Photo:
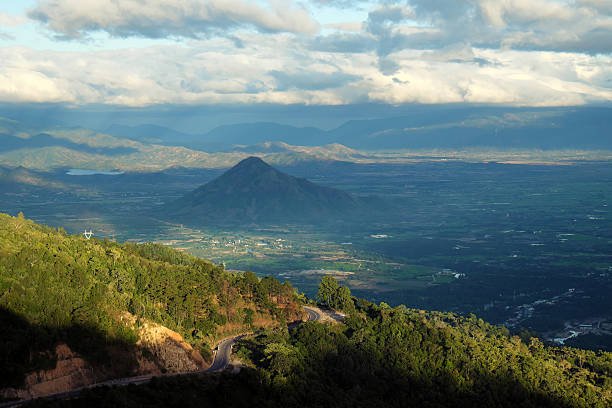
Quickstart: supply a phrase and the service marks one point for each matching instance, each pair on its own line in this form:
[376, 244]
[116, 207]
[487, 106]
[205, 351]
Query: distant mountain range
[424, 128]
[253, 191]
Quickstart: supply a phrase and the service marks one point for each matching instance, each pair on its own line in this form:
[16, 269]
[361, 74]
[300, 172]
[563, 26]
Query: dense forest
[382, 356]
[56, 288]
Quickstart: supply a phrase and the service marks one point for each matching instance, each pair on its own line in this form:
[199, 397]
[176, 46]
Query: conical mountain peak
[253, 190]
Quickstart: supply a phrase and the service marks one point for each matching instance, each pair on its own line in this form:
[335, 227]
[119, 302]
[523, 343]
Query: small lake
[85, 172]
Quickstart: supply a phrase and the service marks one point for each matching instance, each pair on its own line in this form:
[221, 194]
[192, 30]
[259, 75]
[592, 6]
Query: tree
[343, 299]
[328, 289]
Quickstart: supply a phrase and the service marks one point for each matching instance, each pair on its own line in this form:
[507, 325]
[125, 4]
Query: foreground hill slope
[254, 191]
[387, 357]
[121, 309]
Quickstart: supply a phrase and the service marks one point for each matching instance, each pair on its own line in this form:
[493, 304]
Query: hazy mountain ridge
[425, 128]
[253, 191]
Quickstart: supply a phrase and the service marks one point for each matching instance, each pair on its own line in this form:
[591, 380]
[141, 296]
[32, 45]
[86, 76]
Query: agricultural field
[524, 245]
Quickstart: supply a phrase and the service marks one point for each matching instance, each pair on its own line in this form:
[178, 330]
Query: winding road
[223, 355]
[221, 360]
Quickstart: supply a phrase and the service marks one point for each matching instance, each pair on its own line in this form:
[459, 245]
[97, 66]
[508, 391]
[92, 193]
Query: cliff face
[159, 350]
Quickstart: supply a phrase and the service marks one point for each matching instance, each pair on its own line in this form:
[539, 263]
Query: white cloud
[11, 20]
[272, 69]
[168, 18]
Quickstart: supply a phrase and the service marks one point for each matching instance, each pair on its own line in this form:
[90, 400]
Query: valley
[480, 238]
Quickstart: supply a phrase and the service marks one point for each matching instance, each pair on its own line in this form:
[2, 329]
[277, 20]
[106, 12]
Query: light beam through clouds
[518, 52]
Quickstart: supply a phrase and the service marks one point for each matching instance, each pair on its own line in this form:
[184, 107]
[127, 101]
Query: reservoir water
[85, 172]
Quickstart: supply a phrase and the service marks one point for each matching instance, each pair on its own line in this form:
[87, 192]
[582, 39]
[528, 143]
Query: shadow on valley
[27, 347]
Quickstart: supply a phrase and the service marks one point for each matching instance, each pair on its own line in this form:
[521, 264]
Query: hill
[387, 357]
[75, 311]
[253, 191]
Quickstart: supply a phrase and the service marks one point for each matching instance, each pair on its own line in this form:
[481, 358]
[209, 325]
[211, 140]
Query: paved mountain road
[221, 361]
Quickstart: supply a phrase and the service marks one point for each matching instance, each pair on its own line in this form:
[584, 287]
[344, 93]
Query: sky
[144, 53]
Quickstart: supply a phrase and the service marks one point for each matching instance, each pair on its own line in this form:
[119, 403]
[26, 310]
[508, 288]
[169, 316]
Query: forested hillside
[387, 357]
[94, 295]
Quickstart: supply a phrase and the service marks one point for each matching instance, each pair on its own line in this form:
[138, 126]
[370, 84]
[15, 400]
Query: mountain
[260, 132]
[148, 133]
[442, 127]
[253, 191]
[22, 179]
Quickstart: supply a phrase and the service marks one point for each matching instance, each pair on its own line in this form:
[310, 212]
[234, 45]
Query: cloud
[584, 25]
[310, 80]
[9, 20]
[273, 68]
[74, 19]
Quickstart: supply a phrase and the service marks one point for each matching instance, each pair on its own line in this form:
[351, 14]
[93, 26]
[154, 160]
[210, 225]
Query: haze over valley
[314, 203]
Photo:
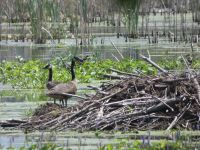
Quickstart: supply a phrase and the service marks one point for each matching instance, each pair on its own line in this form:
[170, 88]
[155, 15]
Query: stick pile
[133, 103]
[161, 102]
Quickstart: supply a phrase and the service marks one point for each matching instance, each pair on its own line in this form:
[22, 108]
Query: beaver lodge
[165, 101]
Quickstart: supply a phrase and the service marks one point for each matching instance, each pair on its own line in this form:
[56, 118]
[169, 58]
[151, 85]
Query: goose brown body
[50, 84]
[60, 90]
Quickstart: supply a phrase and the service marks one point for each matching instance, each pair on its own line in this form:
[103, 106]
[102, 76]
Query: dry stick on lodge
[154, 64]
[194, 80]
[86, 108]
[178, 117]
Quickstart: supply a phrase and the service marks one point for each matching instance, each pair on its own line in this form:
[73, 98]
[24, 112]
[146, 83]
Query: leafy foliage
[30, 75]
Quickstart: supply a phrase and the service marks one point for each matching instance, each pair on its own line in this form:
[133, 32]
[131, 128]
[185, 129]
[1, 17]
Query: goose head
[48, 66]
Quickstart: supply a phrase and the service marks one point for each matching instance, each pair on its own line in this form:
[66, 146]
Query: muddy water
[101, 47]
[18, 104]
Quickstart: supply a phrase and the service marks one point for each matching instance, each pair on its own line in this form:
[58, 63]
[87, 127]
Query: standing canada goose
[50, 84]
[60, 90]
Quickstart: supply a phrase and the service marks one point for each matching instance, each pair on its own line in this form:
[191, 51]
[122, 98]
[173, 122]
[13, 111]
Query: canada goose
[50, 84]
[60, 90]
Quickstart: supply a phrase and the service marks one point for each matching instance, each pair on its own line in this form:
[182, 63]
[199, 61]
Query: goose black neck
[50, 74]
[72, 69]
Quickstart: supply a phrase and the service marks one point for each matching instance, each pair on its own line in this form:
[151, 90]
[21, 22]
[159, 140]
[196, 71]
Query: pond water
[100, 47]
[19, 104]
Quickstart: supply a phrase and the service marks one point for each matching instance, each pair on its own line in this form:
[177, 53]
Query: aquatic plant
[29, 74]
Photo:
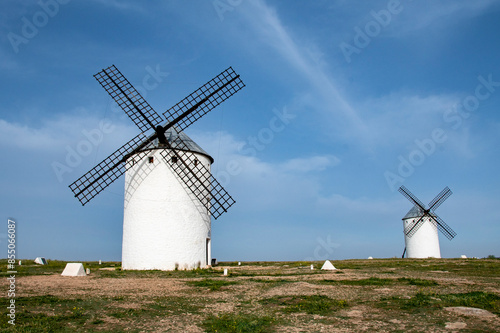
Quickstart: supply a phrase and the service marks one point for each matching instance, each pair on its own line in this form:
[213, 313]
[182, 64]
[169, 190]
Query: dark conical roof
[181, 141]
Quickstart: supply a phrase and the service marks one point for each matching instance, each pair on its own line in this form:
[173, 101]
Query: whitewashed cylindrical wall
[164, 226]
[424, 243]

* THE REQUEST *
Every record above should be transcribed exactly; the pictures stay out of the copy.

* EXPECTED ANSWER *
Photo:
Quickstart: supply a phrase and the service marks one point for each matching instance, each pair on its own line in this form:
[376, 244]
[116, 207]
[487, 106]
[205, 351]
Query: distant mountain range
[424, 128]
[253, 191]
Quickstart: supply a phrase and the service marks one point for each matching instance, each pair on its own line in this form:
[16, 269]
[361, 74]
[300, 172]
[563, 26]
Query: dense forest
[382, 356]
[56, 288]
Quickstart: supply a phrase and the service marks one point for each matching instance, each pair on its own line in this form:
[199, 397]
[176, 46]
Query: conical mountain peak
[253, 190]
Quickstart: supply a phrase and the service marks one point for each matching instance, each pair on its own line in this form:
[335, 227]
[119, 302]
[523, 343]
Query: small lake
[85, 172]
Quickstart: supply a phrase and the service marks one point for each matching instance, each pair on its own line in this form:
[221, 194]
[192, 30]
[259, 75]
[592, 6]
Query: tree
[343, 299]
[328, 289]
Quickstart: supply a phrase and the service marks one point for each matching instance, each pair on its own line in this form:
[507, 325]
[125, 4]
Query: foreground hill slope
[254, 191]
[387, 357]
[121, 309]
Quickstart: supply a phrase and the service marks one point for each matching instance, each pair on its own line in this form:
[493, 304]
Query: hazy mountain ridge
[425, 128]
[253, 191]
Quickstart: supply a phrase and the service marks one point for each matching instance, each pair on its own line in this form:
[591, 380]
[141, 296]
[32, 45]
[86, 76]
Query: agricultural field
[524, 245]
Quickstart: supply a phrase and the service marks one point for each matching instance, each pair on its own line in this form:
[178, 330]
Query: winding road
[223, 355]
[221, 360]
Quickstart: supply a phrase and the service marks one point for each matching instance, each pair on its own line in this form:
[459, 245]
[97, 66]
[508, 391]
[92, 193]
Query: cliff face
[159, 350]
Quickstart: supply a phrase and the service marks one point for each matching instance, each pair on its own line in this form:
[539, 263]
Query: white cloud
[11, 20]
[272, 69]
[168, 18]
Quickstart: supply a phrase and the service marks one point for each matching instance, each pair on its own line in this form:
[90, 400]
Query: valley
[480, 238]
Quickstart: supply a phrase and the service marks one point for each matching instance, each pair on its own line in this form:
[2, 329]
[277, 20]
[106, 12]
Query: light beam through clouds
[518, 52]
Quickstart: supply a phrase and the service marks one point for each matching instance, each pair on its own line in this form:
[184, 107]
[127, 101]
Query: reservoir water
[85, 172]
Quickstart: supply a phrase and the service marks one point for each matching instance, each pair on its own line in this form:
[87, 192]
[582, 39]
[528, 143]
Query: shadow on valley
[27, 347]
Quickstart: supply a phrase and the service marks one point for each matching instance, each pair on its own line in this form:
[521, 264]
Query: hill
[387, 357]
[75, 311]
[253, 191]
Quickstart: supply a phrase and the service marks one point for each matching instance, each pair on its own line in this form:
[481, 358]
[209, 325]
[211, 140]
Query: paved mountain road
[221, 361]
Quickstart: supply a phrase and the service marks one point for each matching instance, each pair on its own line in this form:
[584, 287]
[344, 93]
Query: sky
[144, 53]
Quickstart: supply a phrase and the service marks one point for each matching instance, each pair on its own line in this form:
[119, 403]
[26, 310]
[508, 288]
[169, 316]
Query: forested hillside
[387, 357]
[94, 295]
Quickstart: supply a phrase and the service marks one point for each matching instance, each pair on its own line in this form:
[138, 126]
[370, 84]
[15, 400]
Query: mountain
[260, 132]
[148, 133]
[442, 127]
[253, 191]
[22, 179]
Quickstart: supply a phrase and the service marks one point for each matching instance, each pair on its own line in this form:
[310, 212]
[234, 45]
Query: cloud
[584, 25]
[310, 80]
[9, 20]
[273, 68]
[74, 19]
Quickstart: supply a phrase and the service marks one point for each matching instance, each pair on its own line in this form:
[351, 14]
[93, 26]
[154, 160]
[210, 225]
Query: haze over valley
[314, 203]
Photo:
Quickstart: supply a phrase and the service marks one point for each matching instance, each pair on its own line in this form:
[170, 88]
[155, 15]
Query: stick pile
[133, 103]
[161, 102]
Quickstart: supply a phrase and the service marks one point for each matching instance, each pair on its own line in this form:
[22, 108]
Query: beaver lodge
[165, 101]
Quickstart: supply a phrase and the service marks one point for each matching instance, each pair on its own line in this form:
[56, 118]
[169, 58]
[151, 85]
Query: goose brown body
[50, 84]
[60, 90]
Quickstart: supply a phrase and the service marks one point for each matching instance, each pair on its own line in this form:
[103, 106]
[102, 76]
Query: dry stick on lodge
[154, 64]
[194, 80]
[86, 108]
[178, 117]
Quickstart: supply a phrase and the service marks one point for each matching instance, each pair on its own line in this form:
[73, 98]
[24, 112]
[146, 83]
Query: leafy foliage
[30, 75]
Quickstart: supply a phrase and the service marks one point for each matching instance, each pair on its own line in this form:
[133, 32]
[131, 128]
[185, 129]
[1, 17]
Query: goose head
[48, 66]
Quickstart: supply a phrase and the service marks one point for each matching instance, each pair on its own line in this form:
[66, 146]
Query: muddy water
[101, 47]
[18, 104]
Quickstart: supply a phrase and the service marks one point for each matching instance, each pair on its own line in this form:
[58, 63]
[87, 127]
Query: standing canada goose
[50, 84]
[60, 90]
Quickstart: supply a phrase and the service marks one point for each matching instance, each pair on its own line in this form:
[191, 51]
[122, 98]
[173, 122]
[13, 111]
Query: canada goose
[50, 84]
[60, 90]
Quickstart: supply a phrase and the service marks one point for each matching instance, each pair on its own line in this form:
[182, 63]
[199, 61]
Query: goose black neck
[50, 74]
[72, 69]
Quickstart: supply a phrase and the service marks one point for each matching instance, each pair on its own line in this form:
[151, 90]
[21, 22]
[159, 140]
[196, 71]
Query: pond water
[100, 47]
[19, 104]
Quickstart: supply a phrase and the service marks one point for each matching instance, each pair on its own line in this form:
[177, 53]
Query: aquatic plant
[29, 74]
Photo:
Quickstart: supply a phrase and the service marks one point for each matching instance, each pair on its own line in this form:
[213, 313]
[182, 64]
[169, 190]
Query: dark conical roof
[181, 141]
Quickstart: supply a phrase and the service marks one point for each matching instance, each pair on its own line in this form:
[173, 101]
Query: whitewashed cylindrical wall
[164, 226]
[424, 243]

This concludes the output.